- WHAT TO WORK ON
Reproduce the listing verbatim.

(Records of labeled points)
☆ ☆ ☆

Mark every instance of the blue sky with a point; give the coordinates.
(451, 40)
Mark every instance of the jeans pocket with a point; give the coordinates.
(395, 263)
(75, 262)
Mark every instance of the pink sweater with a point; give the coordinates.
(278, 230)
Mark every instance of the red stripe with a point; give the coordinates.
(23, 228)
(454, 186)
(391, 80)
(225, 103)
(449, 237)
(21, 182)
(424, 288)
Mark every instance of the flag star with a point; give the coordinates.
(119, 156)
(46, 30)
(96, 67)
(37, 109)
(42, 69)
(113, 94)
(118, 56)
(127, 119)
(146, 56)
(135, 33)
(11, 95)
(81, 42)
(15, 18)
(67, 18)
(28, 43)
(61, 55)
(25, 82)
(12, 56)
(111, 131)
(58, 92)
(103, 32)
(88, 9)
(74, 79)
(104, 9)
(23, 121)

☆ ☆ ☆

- RESPONSE TO THIS TASK
Mark every instance of the blue sky with a point; give the coordinates.
(451, 40)
Mark every instance of the jeans pocket with a point; give the coordinates.
(395, 263)
(75, 262)
Mark every instance of the pink sweater with a point; give the coordinates.
(278, 230)
Mark every instance of the red stripe with a point; give the coordinates.
(23, 228)
(454, 186)
(391, 80)
(225, 103)
(449, 237)
(21, 182)
(424, 288)
Mark every instance of the flag star with a point; give the coordinates.
(119, 156)
(46, 30)
(96, 67)
(37, 109)
(42, 69)
(113, 94)
(118, 56)
(127, 119)
(146, 56)
(135, 33)
(11, 95)
(81, 42)
(15, 18)
(67, 18)
(28, 43)
(61, 55)
(25, 82)
(12, 56)
(111, 131)
(58, 92)
(103, 32)
(88, 9)
(74, 79)
(104, 9)
(23, 121)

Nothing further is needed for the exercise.